_Required work_. Pull out every line in the material below that contains the string "black". Case counts, so only lines with that exact capitalization qualify.

_Material for this task_.
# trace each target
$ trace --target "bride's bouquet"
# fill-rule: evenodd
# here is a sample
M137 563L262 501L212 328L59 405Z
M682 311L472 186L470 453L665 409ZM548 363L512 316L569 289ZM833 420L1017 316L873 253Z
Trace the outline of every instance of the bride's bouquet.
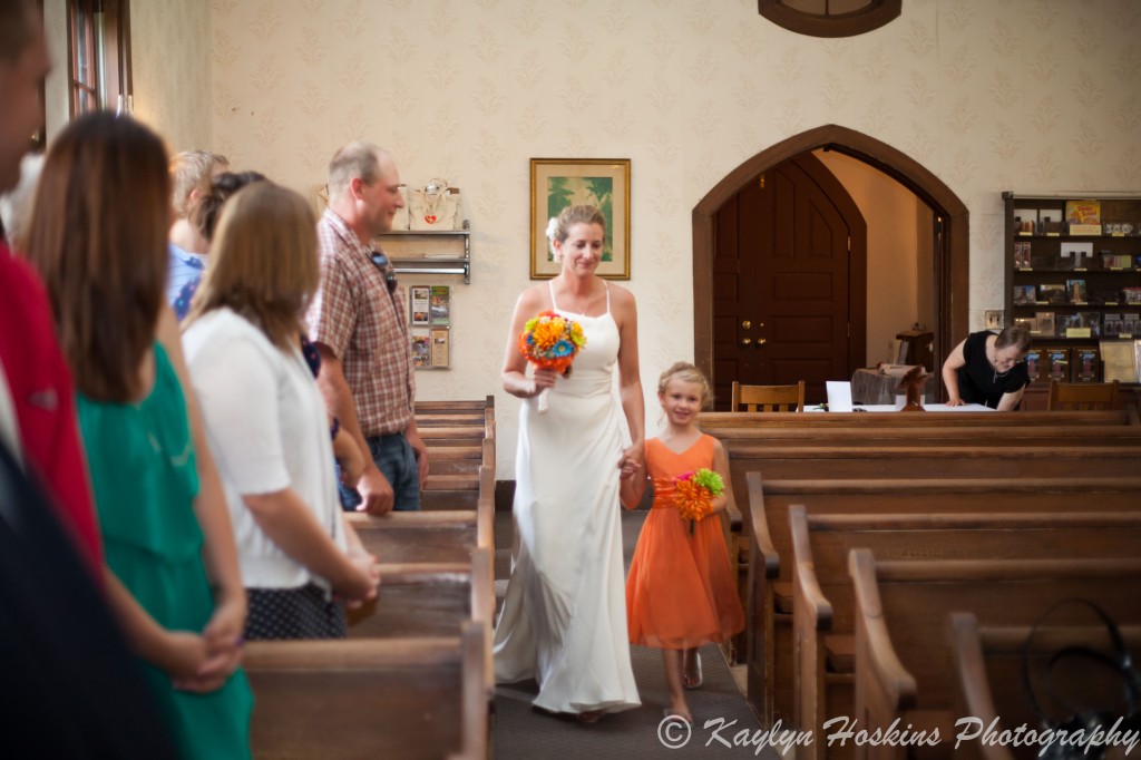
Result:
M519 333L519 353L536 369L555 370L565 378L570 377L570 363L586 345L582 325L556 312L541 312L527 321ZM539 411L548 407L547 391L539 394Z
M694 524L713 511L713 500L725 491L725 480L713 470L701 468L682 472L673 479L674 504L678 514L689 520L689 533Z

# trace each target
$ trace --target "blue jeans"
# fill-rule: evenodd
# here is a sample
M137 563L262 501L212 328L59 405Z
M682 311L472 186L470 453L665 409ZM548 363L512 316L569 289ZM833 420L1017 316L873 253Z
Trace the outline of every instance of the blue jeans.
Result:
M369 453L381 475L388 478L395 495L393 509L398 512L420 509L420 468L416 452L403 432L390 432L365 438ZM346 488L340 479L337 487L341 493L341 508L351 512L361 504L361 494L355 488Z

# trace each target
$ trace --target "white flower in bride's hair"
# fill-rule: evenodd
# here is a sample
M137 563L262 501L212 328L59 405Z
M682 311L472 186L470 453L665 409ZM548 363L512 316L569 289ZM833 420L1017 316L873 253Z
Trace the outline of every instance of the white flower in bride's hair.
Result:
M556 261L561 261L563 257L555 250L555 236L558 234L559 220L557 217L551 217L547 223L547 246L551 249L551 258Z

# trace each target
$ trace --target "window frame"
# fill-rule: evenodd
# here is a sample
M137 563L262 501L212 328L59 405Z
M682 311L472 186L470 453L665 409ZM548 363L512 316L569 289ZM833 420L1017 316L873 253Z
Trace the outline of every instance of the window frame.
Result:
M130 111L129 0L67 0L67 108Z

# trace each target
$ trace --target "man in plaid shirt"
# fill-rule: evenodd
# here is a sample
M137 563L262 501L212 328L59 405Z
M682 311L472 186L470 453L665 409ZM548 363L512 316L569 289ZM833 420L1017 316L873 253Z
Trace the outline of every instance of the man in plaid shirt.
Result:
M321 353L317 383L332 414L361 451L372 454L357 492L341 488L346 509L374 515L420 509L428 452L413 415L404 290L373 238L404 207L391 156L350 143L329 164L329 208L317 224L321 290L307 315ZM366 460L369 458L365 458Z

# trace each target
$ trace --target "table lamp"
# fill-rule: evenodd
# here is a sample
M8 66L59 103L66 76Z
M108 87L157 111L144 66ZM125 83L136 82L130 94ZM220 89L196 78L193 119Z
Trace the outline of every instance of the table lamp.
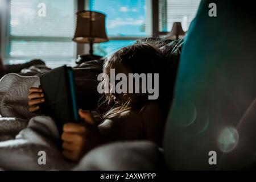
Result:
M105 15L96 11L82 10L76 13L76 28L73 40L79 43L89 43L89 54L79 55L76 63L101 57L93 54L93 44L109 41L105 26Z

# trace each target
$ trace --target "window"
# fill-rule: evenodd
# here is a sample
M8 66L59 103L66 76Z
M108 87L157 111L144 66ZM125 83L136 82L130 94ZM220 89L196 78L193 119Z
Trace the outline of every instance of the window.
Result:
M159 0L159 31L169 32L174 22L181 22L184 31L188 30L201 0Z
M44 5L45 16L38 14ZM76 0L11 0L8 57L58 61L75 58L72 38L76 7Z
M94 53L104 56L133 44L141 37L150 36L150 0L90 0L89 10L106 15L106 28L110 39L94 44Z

...

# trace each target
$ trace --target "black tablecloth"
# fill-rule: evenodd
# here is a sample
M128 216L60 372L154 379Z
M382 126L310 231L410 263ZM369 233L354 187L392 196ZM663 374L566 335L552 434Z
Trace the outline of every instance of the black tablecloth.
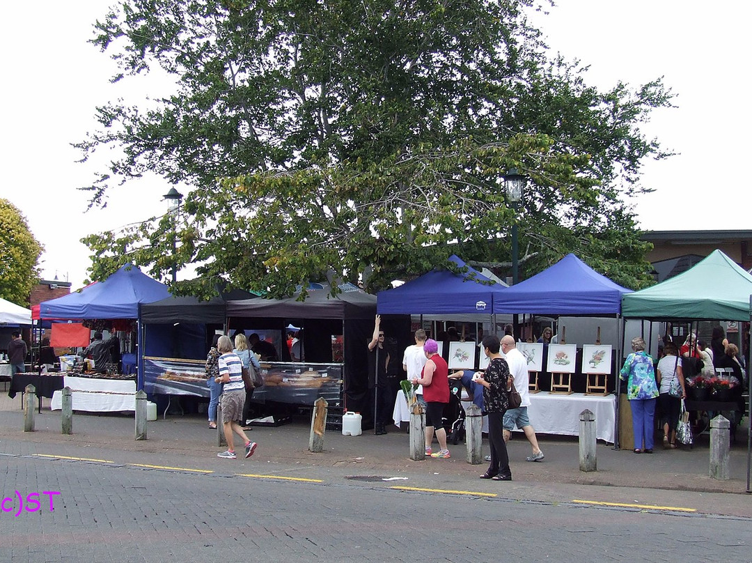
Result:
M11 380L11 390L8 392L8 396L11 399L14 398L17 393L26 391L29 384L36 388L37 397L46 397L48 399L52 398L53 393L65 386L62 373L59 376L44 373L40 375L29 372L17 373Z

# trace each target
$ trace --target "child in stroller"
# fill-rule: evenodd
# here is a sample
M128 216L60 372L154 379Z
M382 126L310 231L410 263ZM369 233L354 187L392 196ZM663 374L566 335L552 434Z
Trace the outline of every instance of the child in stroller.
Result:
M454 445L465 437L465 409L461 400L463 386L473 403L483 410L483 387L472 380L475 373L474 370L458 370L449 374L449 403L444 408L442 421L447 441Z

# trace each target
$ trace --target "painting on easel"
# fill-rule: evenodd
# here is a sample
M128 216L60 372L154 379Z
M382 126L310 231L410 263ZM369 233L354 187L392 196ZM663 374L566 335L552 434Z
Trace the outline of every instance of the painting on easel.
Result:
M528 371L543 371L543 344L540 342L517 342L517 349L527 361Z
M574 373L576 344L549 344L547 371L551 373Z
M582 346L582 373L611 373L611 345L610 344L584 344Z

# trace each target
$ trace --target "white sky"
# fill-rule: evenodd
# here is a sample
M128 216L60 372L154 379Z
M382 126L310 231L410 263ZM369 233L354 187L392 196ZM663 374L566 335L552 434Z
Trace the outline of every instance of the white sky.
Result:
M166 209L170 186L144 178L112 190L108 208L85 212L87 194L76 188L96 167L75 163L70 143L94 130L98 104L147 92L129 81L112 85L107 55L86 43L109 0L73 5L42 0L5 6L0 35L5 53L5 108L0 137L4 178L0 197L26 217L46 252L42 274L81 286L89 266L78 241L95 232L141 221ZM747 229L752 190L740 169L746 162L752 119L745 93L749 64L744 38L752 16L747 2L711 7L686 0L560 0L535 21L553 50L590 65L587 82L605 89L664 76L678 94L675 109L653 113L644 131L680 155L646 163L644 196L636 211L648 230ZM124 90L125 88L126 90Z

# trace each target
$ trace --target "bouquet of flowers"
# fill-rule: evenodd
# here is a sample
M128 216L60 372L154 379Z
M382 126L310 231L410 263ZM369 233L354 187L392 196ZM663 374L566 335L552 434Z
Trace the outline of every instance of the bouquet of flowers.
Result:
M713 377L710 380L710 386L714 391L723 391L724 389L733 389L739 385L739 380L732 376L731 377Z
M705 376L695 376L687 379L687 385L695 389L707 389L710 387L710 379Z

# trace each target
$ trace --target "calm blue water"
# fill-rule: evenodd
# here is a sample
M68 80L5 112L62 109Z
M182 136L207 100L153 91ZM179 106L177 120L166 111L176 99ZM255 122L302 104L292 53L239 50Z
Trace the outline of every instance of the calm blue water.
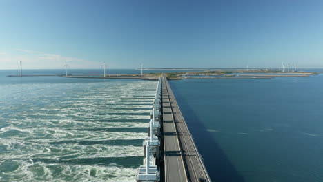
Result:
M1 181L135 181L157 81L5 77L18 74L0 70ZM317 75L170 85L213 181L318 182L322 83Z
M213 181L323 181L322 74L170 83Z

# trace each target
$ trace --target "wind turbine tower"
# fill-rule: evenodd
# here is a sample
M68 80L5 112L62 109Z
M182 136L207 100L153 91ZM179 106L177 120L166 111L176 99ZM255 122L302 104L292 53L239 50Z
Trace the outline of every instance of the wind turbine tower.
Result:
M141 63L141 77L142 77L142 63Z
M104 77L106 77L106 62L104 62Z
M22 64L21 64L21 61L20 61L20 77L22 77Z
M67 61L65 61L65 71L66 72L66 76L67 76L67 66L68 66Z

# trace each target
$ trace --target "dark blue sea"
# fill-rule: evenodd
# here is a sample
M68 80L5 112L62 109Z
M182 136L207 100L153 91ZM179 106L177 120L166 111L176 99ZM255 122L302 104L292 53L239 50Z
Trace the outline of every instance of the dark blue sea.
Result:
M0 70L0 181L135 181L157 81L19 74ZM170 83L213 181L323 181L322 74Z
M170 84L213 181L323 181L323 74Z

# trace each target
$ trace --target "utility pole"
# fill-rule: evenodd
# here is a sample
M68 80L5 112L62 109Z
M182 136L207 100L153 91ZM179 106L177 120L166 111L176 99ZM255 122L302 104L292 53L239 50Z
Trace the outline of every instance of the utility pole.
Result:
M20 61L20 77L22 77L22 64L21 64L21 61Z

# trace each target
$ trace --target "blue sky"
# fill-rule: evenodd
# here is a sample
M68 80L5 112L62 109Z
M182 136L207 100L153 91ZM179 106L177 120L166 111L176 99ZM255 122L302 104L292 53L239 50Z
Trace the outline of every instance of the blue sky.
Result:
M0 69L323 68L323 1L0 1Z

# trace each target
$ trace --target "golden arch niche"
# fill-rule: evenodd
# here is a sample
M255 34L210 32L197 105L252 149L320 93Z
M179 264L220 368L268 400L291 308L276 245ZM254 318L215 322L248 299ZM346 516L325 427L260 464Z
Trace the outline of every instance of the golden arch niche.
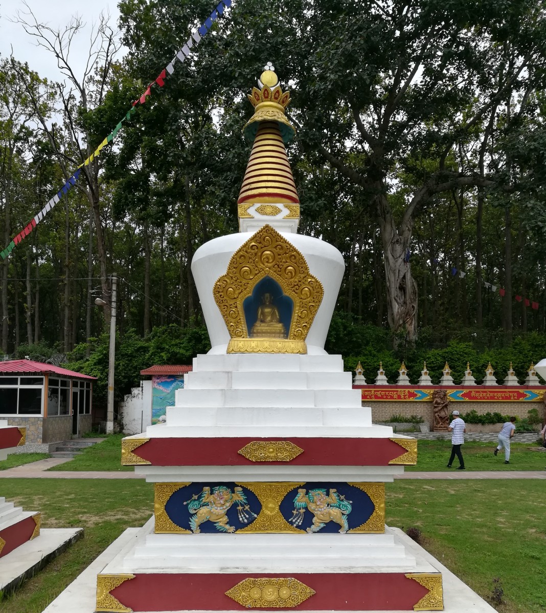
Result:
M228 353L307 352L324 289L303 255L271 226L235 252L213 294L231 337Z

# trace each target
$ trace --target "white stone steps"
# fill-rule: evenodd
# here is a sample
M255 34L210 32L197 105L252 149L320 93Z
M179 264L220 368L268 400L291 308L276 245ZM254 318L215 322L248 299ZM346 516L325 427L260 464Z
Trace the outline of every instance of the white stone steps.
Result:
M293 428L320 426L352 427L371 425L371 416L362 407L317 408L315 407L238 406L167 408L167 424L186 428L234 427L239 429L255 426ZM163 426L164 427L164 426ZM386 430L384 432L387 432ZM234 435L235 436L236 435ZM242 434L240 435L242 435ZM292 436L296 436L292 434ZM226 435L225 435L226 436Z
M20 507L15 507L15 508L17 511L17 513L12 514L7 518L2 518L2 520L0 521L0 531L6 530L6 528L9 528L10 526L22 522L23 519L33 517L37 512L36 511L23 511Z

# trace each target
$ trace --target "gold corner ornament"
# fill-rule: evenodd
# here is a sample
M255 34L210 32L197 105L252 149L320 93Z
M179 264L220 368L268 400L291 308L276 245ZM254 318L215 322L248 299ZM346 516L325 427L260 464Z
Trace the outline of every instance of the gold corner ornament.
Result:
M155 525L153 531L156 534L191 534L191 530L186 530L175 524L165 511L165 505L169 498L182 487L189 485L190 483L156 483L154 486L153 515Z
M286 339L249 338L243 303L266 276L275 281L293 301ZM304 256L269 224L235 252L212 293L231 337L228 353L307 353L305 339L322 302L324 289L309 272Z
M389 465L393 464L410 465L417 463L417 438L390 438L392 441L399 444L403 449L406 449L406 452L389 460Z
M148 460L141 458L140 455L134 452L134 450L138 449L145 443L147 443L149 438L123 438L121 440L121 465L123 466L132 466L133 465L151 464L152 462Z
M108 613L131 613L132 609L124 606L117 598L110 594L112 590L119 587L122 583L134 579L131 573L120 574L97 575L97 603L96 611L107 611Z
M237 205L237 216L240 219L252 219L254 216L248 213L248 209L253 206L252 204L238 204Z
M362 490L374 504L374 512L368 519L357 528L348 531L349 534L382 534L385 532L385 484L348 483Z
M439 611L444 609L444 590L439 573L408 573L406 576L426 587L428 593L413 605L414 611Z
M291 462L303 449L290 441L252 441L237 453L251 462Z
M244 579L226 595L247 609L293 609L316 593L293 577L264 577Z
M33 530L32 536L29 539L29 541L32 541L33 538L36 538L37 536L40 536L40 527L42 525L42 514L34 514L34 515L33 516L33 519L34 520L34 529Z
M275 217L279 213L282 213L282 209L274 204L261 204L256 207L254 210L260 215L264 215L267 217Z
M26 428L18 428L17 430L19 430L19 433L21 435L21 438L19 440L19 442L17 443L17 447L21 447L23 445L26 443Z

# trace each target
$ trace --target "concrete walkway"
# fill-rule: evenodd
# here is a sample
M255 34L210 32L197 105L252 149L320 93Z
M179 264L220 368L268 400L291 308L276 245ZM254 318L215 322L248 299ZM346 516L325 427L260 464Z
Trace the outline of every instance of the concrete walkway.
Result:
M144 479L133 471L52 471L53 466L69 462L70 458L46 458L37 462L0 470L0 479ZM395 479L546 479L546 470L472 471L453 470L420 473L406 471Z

_Written reply_.
$ trace --target "black tablecloth"
Trace the outline of every instance of the black tablecloth.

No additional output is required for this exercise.